[Start of TEXT BLOCK]
There is a long debate about whether secularisation is a process that has progressed over centuries — from the Renaissance de-­emphasising the divine in art, through the wars of Christianity to all the savage disruptions of the 20th century — or something much more sudden. The classic account by Callum Brown, The Death of Christian Britain, argues that the process was much more sudden.

It was kicked off by the cultural revolution of the 1960s, the sexual revolution and everything that followed. Brown’s book suggests that Christianity reached a high point in Britain in the first years of the 20th century, but the proportionate numbers of Christians were still not far below those highs in the 50s. Indeed, there had even been some serious revival of Christian sentiment and practice in the 40s and 50s.

There is some evidence, at least a suggestion, that the decline of Christianity in Britain has now hit bottom and may be slowly turning around. If that is so, it is in part at least because of the efforts of Gumbel.

He is the son of a German secular Jewish refugee. Oxbridge educated, he was a highly successful barrister. He converted to Christianity through reading the New Testament. Although he did not found it, he has run the Alpha program, one of the most successful Christian formation and evangelisation efforts in modern history, since 1990.

It is an approach to teaching the basic Christian faith mainly to non-Christians, although so many nominal Christians have so little knowledge of Christianity, and contemporary Western culture provides almost no positive signs or clues to it, that the distinction between non-Christian and nominal Christian when people first come into contact with Alpha can be pretty meaningless.

Decline and rise

Around the world, perhaps 26 million people have taken the Alpha program. Within Australia alone, a half-million have done so. A week and a half after I attend the service at Holy Trinity Brompton, a friend arranges that I might go and see Gumbel at his home near the church.

Whatever his success with selling books and the like, his house is modest. He makes me a cup of tea and we walk through to his study, which is book-lined and lived-in, a little ramshackle, and contains more than one chair that doesn’t bear very vigorous use.

He doesn’t think Christian decline is inevitable, ongoing or irreversible: “If you take the church in the UK, people think it’s a steady decline. But actually it’s back and forth. In 1750 the church had declined to almost nothing.

“There were 10,000 sex workers walking the streets of London and 16 people at St Paul’s Cathedral on Easter. Then along came the Wesleys (John Wesley was an Anglican minister who founded the Methodist congregation) and William Wilberforce and it (Christianity) builds all the way to 1910.

“From 1910 onwards there’s been a decline. But even within the cycles there are reverses. When Billy Graham came there was a blip of growth.
[End of TEXT BLOCK]
[Start of INFORMATION GIVEN]
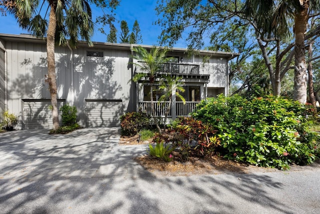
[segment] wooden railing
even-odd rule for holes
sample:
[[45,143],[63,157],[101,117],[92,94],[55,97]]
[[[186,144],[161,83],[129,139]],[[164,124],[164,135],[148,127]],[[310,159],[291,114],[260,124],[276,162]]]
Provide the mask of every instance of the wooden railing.
[[[172,112],[172,108],[170,109],[168,117],[176,118],[178,116],[188,116],[189,114],[194,110],[196,106],[200,102],[186,102],[184,104],[183,102],[176,102],[176,111],[174,114]],[[158,102],[154,101],[154,112],[156,116],[164,117],[166,115],[166,108],[169,105],[168,102]],[[139,102],[138,107],[144,112],[146,113],[149,115],[152,115],[151,103],[150,101]]]
[[[143,62],[138,62],[138,63],[145,63]],[[160,69],[158,72],[160,73],[197,75],[200,74],[200,67],[199,65],[197,64],[164,63],[161,65]],[[140,69],[138,68],[138,69]]]
[[[166,116],[166,108],[170,105],[168,102],[154,102],[154,113],[156,116],[164,117]],[[152,115],[151,112],[151,102],[150,101],[139,102],[139,108],[141,109],[143,112],[146,112],[148,115]],[[170,109],[170,112],[168,115],[168,117],[172,116],[172,109]]]
[[200,102],[186,102],[186,104],[183,102],[176,102],[176,116],[182,116],[186,117],[189,114],[196,109],[196,106]]

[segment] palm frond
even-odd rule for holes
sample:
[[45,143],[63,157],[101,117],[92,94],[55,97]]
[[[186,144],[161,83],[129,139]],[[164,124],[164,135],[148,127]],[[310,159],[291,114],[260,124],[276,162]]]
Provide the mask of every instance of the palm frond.
[[30,21],[28,31],[33,36],[44,38],[46,37],[48,27],[47,21],[38,15]]

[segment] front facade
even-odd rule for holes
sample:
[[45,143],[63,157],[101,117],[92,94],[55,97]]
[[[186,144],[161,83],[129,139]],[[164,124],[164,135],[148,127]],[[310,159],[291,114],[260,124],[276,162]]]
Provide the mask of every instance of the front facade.
[[[78,123],[87,127],[118,126],[120,116],[138,108],[149,113],[147,81],[131,81],[141,72],[131,57],[132,47],[137,45],[94,44],[88,48],[80,43],[76,50],[56,48],[58,105],[76,106]],[[186,51],[172,49],[168,56],[176,60],[159,71],[181,76],[186,89],[186,105],[172,97],[171,119],[188,115],[206,97],[228,94],[228,62],[236,55],[204,51],[188,57]],[[208,62],[203,63],[204,57]],[[52,128],[47,72],[45,41],[28,35],[0,34],[0,114],[8,110],[18,116],[20,122],[16,129]],[[168,103],[155,103],[158,115],[163,116],[161,106]]]

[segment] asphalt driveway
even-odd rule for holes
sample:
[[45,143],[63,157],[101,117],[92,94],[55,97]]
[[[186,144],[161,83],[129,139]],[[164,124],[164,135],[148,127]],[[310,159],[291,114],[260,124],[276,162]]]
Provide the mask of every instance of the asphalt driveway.
[[320,168],[156,177],[118,128],[0,133],[0,213],[320,213]]

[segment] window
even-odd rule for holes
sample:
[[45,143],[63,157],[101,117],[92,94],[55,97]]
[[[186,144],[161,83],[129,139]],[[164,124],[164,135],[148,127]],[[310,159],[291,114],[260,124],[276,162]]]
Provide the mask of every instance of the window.
[[[144,85],[144,101],[150,101],[151,100],[150,99],[150,90],[151,86]],[[154,97],[154,101],[158,101],[160,99],[160,97],[164,94],[164,91],[155,91],[156,90],[157,86],[154,86],[152,87],[152,89],[154,91],[152,92],[152,95]]]
[[[184,87],[185,91],[184,92],[179,92],[179,93],[184,98],[186,101],[198,102],[200,99],[200,86],[190,86]],[[177,101],[182,101],[180,99],[176,97]]]
[[104,57],[104,52],[102,51],[87,51],[86,56],[88,57]]

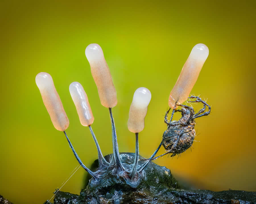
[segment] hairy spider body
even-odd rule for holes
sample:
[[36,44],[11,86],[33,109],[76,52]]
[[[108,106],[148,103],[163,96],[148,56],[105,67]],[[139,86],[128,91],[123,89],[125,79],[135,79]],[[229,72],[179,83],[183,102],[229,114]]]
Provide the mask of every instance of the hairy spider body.
[[[167,124],[168,126],[167,129],[163,135],[162,145],[168,151],[165,154],[172,153],[171,157],[185,152],[191,146],[196,134],[194,129],[196,124],[195,118],[207,115],[210,112],[210,107],[199,97],[192,96],[189,98],[196,99],[195,101],[188,101],[189,103],[201,102],[203,104],[203,107],[195,114],[192,107],[177,105],[182,107],[181,109],[174,110],[172,118],[174,112],[180,112],[182,116],[179,120],[168,122],[167,116],[170,109],[166,112],[164,117],[164,122]],[[208,111],[205,112],[207,106]]]
[[185,152],[190,147],[195,136],[194,111],[183,107],[181,112],[181,118],[169,123],[163,135],[163,146],[173,153],[171,156]]

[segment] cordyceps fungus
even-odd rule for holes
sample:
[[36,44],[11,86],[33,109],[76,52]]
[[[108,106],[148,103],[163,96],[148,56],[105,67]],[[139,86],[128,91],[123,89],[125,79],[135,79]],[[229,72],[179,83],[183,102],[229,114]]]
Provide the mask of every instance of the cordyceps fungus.
[[[137,89],[133,95],[130,108],[128,122],[129,130],[135,133],[135,153],[133,163],[129,164],[122,162],[118,150],[117,138],[112,108],[117,104],[116,92],[113,83],[108,66],[105,60],[101,48],[97,44],[91,44],[86,48],[85,55],[91,67],[91,71],[97,86],[101,104],[109,109],[112,126],[113,157],[109,162],[103,157],[91,125],[94,118],[89,104],[87,95],[82,85],[77,82],[72,83],[69,91],[78,114],[80,122],[84,126],[89,127],[90,132],[96,144],[98,152],[99,166],[96,172],[93,172],[83,163],[77,154],[69,139],[65,130],[69,121],[64,110],[59,97],[57,92],[51,75],[45,72],[38,74],[36,77],[37,85],[40,90],[44,103],[55,128],[63,131],[67,140],[75,156],[81,166],[92,176],[91,185],[97,185],[101,178],[110,175],[123,178],[127,184],[133,187],[139,185],[143,178],[144,170],[152,160],[163,155],[173,153],[173,155],[180,154],[191,146],[195,134],[194,127],[195,119],[208,114],[210,107],[199,97],[191,96],[190,98],[196,100],[188,102],[201,102],[203,107],[195,114],[193,108],[182,105],[186,100],[194,85],[208,56],[208,50],[203,44],[196,45],[193,48],[188,59],[183,67],[169,98],[170,109],[166,113],[164,121],[168,124],[167,130],[165,132],[163,139],[157,148],[147,161],[140,161],[139,158],[139,133],[144,127],[144,119],[148,106],[151,99],[151,93],[147,89],[141,87]],[[208,111],[205,112],[206,106]],[[177,107],[181,106],[181,109]],[[168,114],[171,109],[173,110],[171,120],[168,120]],[[177,121],[172,121],[175,112],[181,113],[182,117]],[[167,150],[166,153],[154,158],[161,146]]]

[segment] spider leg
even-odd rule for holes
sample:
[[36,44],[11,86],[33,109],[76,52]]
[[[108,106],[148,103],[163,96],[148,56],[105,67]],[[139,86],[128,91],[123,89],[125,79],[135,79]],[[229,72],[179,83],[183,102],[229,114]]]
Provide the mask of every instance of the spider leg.
[[172,145],[172,148],[171,149],[171,150],[172,150],[174,149],[175,149],[175,148],[176,148],[176,146],[177,146],[177,145],[178,144],[178,143],[179,142],[179,136],[180,135],[183,135],[183,133],[184,133],[185,132],[185,130],[183,129],[179,133],[179,134],[178,135],[178,138],[177,138],[177,140],[176,141],[175,141],[175,142],[173,144],[173,145]]
[[[208,105],[206,102],[204,101],[203,101],[201,98],[199,98],[198,96],[195,96],[192,95],[190,97],[189,97],[189,98],[195,98],[196,100],[195,101],[188,101],[188,103],[198,103],[198,102],[201,102],[204,105],[204,107],[202,109],[201,109],[198,111],[198,112],[193,117],[193,119],[195,119],[197,118],[202,117],[205,115],[209,115],[211,112],[211,107]],[[203,112],[206,109],[206,106],[208,108],[208,111]]]
[[173,117],[173,115],[174,114],[174,112],[176,112],[176,111],[179,111],[180,112],[181,112],[181,110],[175,110],[174,109],[172,110],[172,115],[171,116],[171,119],[170,119],[170,122],[168,122],[168,113],[169,112],[169,111],[170,111],[170,110],[171,110],[171,108],[168,110],[167,111],[166,111],[166,113],[165,114],[165,115],[164,116],[164,122],[166,123],[167,125],[172,125],[172,124],[171,123],[171,122],[172,121],[172,117]]
[[168,113],[169,113],[169,111],[170,111],[170,110],[171,110],[170,108],[165,113],[165,115],[164,116],[164,122],[168,125],[169,124],[169,122],[168,122]]

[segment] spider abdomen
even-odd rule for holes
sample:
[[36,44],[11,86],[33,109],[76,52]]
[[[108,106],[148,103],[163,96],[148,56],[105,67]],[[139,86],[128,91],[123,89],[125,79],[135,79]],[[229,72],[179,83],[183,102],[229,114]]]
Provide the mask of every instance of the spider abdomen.
[[[193,144],[196,133],[194,129],[194,123],[193,123],[187,126],[180,125],[169,126],[163,135],[164,147],[174,154],[185,152]],[[177,142],[179,135],[177,143],[174,146],[174,144]]]

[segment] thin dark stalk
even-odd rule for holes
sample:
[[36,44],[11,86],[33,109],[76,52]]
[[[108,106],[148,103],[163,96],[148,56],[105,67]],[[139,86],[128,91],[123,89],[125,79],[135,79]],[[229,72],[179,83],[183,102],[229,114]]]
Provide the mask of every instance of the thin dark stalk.
[[134,158],[134,163],[133,164],[133,167],[131,173],[131,174],[130,177],[132,179],[134,176],[135,173],[136,172],[136,169],[137,168],[137,165],[138,164],[138,162],[139,161],[139,133],[135,133],[135,137],[136,137],[136,142],[135,146],[135,156]]
[[109,163],[106,161],[106,160],[103,156],[102,152],[101,152],[101,150],[100,150],[100,145],[99,145],[99,143],[98,143],[98,141],[97,141],[97,139],[96,139],[96,137],[95,136],[95,135],[94,134],[94,133],[93,132],[93,131],[92,131],[92,128],[91,126],[89,126],[89,127],[90,129],[91,134],[92,134],[92,137],[93,138],[93,139],[95,142],[95,144],[96,144],[96,147],[97,148],[97,150],[98,151],[98,157],[99,160],[99,166],[100,167],[102,165],[109,165]]
[[119,154],[119,150],[118,149],[118,144],[117,142],[117,137],[116,135],[116,132],[115,131],[115,122],[114,122],[114,118],[112,114],[112,109],[109,108],[109,114],[110,116],[110,120],[111,121],[111,125],[112,127],[112,143],[113,144],[113,153],[114,155],[114,158],[115,165],[119,168],[121,168],[123,170],[125,170],[121,162],[121,158]]
[[77,159],[77,161],[78,162],[78,163],[80,164],[80,165],[82,166],[82,167],[87,172],[89,173],[89,174],[92,176],[92,177],[95,180],[97,180],[97,178],[99,178],[100,177],[99,177],[97,175],[97,174],[95,174],[94,172],[92,172],[92,171],[90,170],[89,169],[87,168],[84,165],[84,164],[82,162],[82,161],[81,160],[81,159],[80,158],[79,158],[79,157],[78,156],[78,155],[77,155],[77,152],[76,152],[76,151],[75,151],[75,149],[74,148],[74,147],[73,147],[73,146],[72,145],[72,144],[71,144],[71,142],[70,142],[70,141],[69,140],[69,138],[68,137],[67,135],[67,133],[66,133],[66,132],[65,131],[64,131],[64,134],[65,134],[65,136],[66,136],[66,138],[67,138],[67,140],[68,142],[69,143],[69,146],[70,147],[70,148],[71,148],[71,149],[72,150],[72,151],[73,152],[73,153],[74,153],[74,154],[75,156],[76,157],[76,158]]

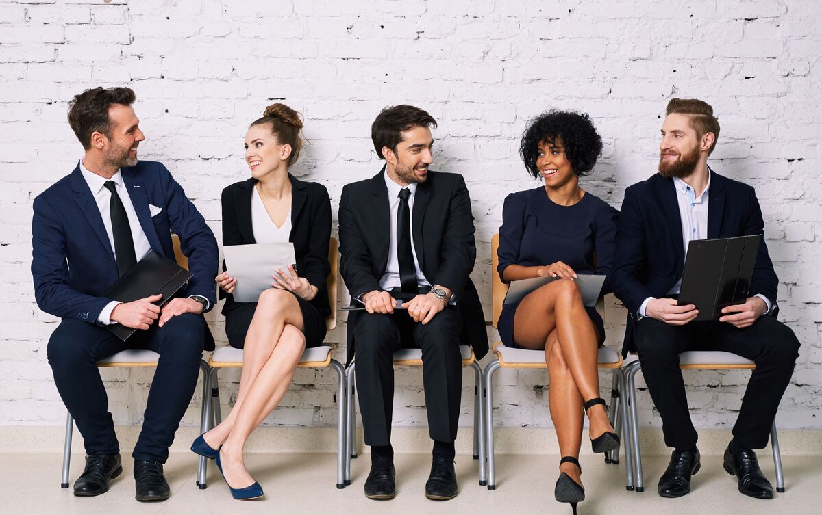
[End of INFORMATION GIVEN]
WHAT YOU NEED TO DO =>
- 1) Decide whether each statement agrees with the passage on Christianity in Britain. For each, answer yes or no and quote the deciding words of the passage. (a) Gumbel founded the Alpha program. (b) About half a million people in Australia have taken the Alpha program. (c) Gumbel says that in 1750 the church had declined to almost nothing.
- 2) From the entries, extract the lines starting at the line with "[segment] asphalt driveway" up to and including the line with "[[320,168],[156,177],[118,128],[0,133],[0,213],[320,213]]".

RESULTS BY TASK =>
- 1)
(a) No: "Although he did not found it, he has run the Alpha program"
(b) Yes: "Within Australia alone, a half-million have done so."
(c) Yes: "In 1750 the church had declined to almost nothing."

- 2)
[segment] asphalt driveway
even-odd rule for holes
sample:
[[45,143],[63,157],[101,117],[92,94],[55,97]]
[[[186,144],[161,83],[129,139]],[[164,124],[164,135],[148,127]],[[310,159],[291,114],[260,124],[276,162]]]
Provide the mask of every instance of the asphalt driveway.
[[320,168],[156,177],[118,128],[0,133],[0,213],[320,213]]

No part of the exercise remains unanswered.